DO THIS
Type out the records that follow, exactly as given.

— Start DATA SHOWN —

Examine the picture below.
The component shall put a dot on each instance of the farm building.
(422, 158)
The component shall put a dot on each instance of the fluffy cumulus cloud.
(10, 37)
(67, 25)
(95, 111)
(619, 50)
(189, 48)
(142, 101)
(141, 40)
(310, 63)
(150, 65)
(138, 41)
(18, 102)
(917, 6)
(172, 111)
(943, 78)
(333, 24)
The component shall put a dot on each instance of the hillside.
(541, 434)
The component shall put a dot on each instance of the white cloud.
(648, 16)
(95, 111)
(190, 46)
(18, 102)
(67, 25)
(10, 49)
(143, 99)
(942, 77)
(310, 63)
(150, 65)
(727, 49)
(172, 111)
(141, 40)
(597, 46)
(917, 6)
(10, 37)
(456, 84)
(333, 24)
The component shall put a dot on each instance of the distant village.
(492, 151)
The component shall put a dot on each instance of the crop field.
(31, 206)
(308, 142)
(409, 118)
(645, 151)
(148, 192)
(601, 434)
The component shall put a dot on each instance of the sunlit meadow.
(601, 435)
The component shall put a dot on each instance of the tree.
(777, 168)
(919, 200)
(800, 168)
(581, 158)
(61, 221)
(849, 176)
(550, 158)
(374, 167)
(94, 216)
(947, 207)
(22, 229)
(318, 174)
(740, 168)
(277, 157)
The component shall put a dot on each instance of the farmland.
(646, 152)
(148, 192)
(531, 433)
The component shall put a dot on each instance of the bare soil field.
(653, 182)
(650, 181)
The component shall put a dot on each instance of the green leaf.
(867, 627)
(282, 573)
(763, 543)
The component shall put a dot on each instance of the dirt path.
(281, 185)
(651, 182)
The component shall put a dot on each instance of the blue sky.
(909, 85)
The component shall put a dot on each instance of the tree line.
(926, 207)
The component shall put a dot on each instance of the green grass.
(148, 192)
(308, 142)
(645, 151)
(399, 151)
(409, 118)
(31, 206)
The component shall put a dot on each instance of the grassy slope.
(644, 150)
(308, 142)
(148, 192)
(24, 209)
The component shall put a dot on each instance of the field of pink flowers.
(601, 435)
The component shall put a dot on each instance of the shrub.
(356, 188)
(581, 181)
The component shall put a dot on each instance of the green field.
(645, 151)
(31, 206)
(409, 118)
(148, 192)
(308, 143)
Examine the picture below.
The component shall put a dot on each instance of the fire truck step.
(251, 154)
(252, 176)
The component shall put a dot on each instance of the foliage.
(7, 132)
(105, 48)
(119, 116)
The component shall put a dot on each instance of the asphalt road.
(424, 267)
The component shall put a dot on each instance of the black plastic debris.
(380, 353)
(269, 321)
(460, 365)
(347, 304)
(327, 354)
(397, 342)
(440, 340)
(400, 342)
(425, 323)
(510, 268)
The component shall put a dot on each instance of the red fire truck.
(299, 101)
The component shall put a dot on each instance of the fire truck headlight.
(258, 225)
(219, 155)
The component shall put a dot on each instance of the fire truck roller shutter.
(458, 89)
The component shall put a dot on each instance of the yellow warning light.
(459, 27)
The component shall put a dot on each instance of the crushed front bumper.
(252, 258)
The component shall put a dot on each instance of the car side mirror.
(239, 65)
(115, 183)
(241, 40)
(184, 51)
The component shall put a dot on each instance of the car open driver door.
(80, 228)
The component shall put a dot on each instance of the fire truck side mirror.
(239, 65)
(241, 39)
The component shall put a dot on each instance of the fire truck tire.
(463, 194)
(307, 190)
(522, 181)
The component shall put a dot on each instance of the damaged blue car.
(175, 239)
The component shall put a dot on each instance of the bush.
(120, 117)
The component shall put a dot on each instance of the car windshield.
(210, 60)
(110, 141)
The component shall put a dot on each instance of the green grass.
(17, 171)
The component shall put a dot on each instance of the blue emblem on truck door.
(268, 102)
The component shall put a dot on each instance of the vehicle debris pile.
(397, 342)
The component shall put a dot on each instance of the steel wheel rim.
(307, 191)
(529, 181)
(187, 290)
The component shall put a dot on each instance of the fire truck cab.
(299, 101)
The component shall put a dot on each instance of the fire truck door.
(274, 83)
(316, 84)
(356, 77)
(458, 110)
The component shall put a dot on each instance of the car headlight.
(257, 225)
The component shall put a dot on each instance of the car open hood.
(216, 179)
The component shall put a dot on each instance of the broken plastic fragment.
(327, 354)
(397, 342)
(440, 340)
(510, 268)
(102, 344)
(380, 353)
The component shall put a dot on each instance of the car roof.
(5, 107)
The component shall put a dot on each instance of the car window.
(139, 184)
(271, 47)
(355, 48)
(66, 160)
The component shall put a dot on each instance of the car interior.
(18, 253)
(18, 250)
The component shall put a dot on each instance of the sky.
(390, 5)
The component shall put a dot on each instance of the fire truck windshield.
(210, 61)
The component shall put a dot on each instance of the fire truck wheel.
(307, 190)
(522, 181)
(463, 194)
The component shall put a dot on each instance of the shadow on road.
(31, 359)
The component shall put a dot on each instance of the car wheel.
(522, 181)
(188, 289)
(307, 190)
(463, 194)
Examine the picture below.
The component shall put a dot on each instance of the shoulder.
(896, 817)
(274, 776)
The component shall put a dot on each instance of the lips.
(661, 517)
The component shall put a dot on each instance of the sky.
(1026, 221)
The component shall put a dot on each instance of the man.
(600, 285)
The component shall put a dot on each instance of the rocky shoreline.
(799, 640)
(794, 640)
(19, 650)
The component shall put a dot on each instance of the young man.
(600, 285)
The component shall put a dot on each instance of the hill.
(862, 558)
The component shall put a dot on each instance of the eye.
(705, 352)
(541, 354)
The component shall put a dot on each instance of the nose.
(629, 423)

— End DATA SHOWN —

FINAL ANSWER
Examine the picture below.
The component shall put a dot on each instance of the farm building.
(422, 158)
The component shall put a dot on each instance of the fluffy cumulus cloud.
(10, 37)
(67, 25)
(95, 111)
(619, 50)
(189, 48)
(142, 101)
(141, 40)
(310, 63)
(150, 65)
(138, 41)
(18, 102)
(917, 6)
(172, 111)
(943, 78)
(333, 24)
The component shall put a dot on each instance of the hillside.
(541, 434)
The component shall put a dot on each instance of the white cloud.
(648, 16)
(95, 111)
(190, 46)
(18, 102)
(67, 25)
(10, 49)
(143, 99)
(942, 77)
(310, 63)
(150, 65)
(727, 49)
(172, 111)
(141, 40)
(597, 46)
(917, 6)
(10, 37)
(456, 84)
(333, 24)
The component shall put a dot on each instance of the distant village.
(492, 151)
The component shall put a dot on each instance of the crop field.
(31, 206)
(308, 142)
(409, 118)
(645, 151)
(148, 192)
(601, 434)
The component shall put a dot on each instance of the sunlit meadow.
(601, 435)
The component shall put a dot on each instance of the tree.
(777, 168)
(919, 200)
(800, 168)
(581, 158)
(61, 221)
(849, 176)
(550, 158)
(374, 167)
(94, 216)
(947, 207)
(22, 229)
(318, 174)
(740, 168)
(277, 157)
The component shall put a dot on each instance of the farmland.
(646, 152)
(148, 192)
(531, 433)
The component shall put a dot on each instance of the bare soil field.
(653, 182)
(650, 181)
The component shall put a dot on each instance of the green leaf.
(867, 627)
(282, 573)
(763, 543)
The component shall put a dot on each instance of the dirt path.
(281, 185)
(651, 182)
The component shall put a dot on each instance of the blue sky.
(909, 85)
The component shall put a dot on each instance of the tree line.
(926, 207)
The component shall put a dot on each instance of the green grass.
(148, 192)
(308, 142)
(645, 151)
(399, 151)
(409, 118)
(31, 206)
The component shall put a dot on each instance of the grassy slope.
(644, 150)
(308, 142)
(148, 192)
(24, 209)
The component shall put a dot on each instance of the field of pink flowers.
(601, 435)
The component shall put a dot on each instance of the shrub.
(356, 188)
(581, 181)
The component shall put a dot on each instance of the green field.
(645, 151)
(31, 206)
(409, 118)
(148, 192)
(308, 143)
Examine the picture below.
The component shall put a dot on each instance of the fire truck step.
(251, 154)
(252, 176)
The component shall put a dot on each instance of the foliage.
(7, 132)
(105, 48)
(119, 116)
The component shall put a dot on each instance of the asphalt road.
(424, 267)
The component shall put a dot on each instance of the black plastic debris.
(380, 353)
(269, 321)
(460, 365)
(347, 304)
(327, 354)
(397, 342)
(440, 340)
(400, 342)
(425, 323)
(510, 268)
The component shall put a dot on each instance of the red fire truck.
(299, 101)
The component shall put a dot on each instance of the fire truck headlight.
(258, 225)
(219, 155)
The component shall put a dot on each instance of the fire truck roller shutter.
(458, 89)
The component shall put a dot on each instance of the yellow warning light.
(459, 27)
The component shall put a dot on each instance of the crushed front bumper.
(252, 258)
The component shall put a dot on each instance of the car side mirror.
(239, 65)
(115, 183)
(241, 40)
(184, 51)
The component shall put a dot on each instance of the car open driver door.
(80, 228)
The component shall put a dot on each instance of the fire truck side mirror.
(239, 65)
(241, 39)
The component shall put a dot on each instance of the fire truck tire.
(463, 194)
(307, 190)
(522, 181)
The component shall put a dot on each instance of the damaged blue car.
(175, 239)
The component shall put a dot on each instance of the bush.
(120, 117)
The component shall put a dot on each instance of the car windshield.
(210, 60)
(110, 141)
The component shall put a dot on each instance of the green grass.
(17, 171)
The component shall put a dot on each instance of the blue emblem on truck door.
(268, 102)
The component shall put a dot on each instance of the vehicle debris pile.
(397, 342)
The component shall put a dot on each instance of the steel wheel rim.
(307, 191)
(529, 181)
(187, 290)
The component shall put a dot on each instance of the fire truck cab.
(299, 101)
The component shall put a dot on each instance of the fire truck door.
(274, 83)
(316, 84)
(356, 77)
(458, 110)
The component shall put a dot on each instance of the car headlight.
(257, 225)
The component shall put a dot on each instance of the car open hood.
(216, 179)
The component shall put a dot on each instance of the broken plastic fragment.
(327, 354)
(397, 342)
(440, 340)
(510, 268)
(102, 344)
(380, 353)
The component shall put a dot on each instance of the car roof.
(5, 107)
The component shall put a dot on each instance of the car window.
(139, 184)
(271, 47)
(355, 48)
(66, 160)
The component shall put a dot on each instance of the car interior.
(18, 253)
(18, 250)
The component shall put a dot on each instance of the sky.
(390, 5)
The component shall put a dot on each instance of the fire truck windshield.
(210, 61)
The component shall put a dot on each instance of the fire truck wheel.
(307, 190)
(522, 181)
(463, 194)
The component shall put a dot on each instance of the shadow on road.
(31, 359)
The component shall put a dot on each instance of the car wheel.
(522, 181)
(188, 289)
(307, 190)
(463, 194)
Examine the picture below.
The component shall put a dot on each instance of the shoulder.
(896, 817)
(274, 776)
The component shall put a dot on each instance of the lips.
(661, 517)
The component shall put a dot on each instance of the sky.
(1026, 221)
The component shall put a dot on each instance of the man.
(600, 285)
The component shall put a dot on each instance of the rocky shoreline.
(799, 640)
(794, 640)
(19, 650)
The component shall put a dot on each instance of the young man.
(600, 285)
The component shall put a dot on each instance of the hill.
(862, 558)
The component shall put a dot on each instance of the eye.
(705, 352)
(541, 354)
The component shall put a dot on each instance of the nose.
(629, 423)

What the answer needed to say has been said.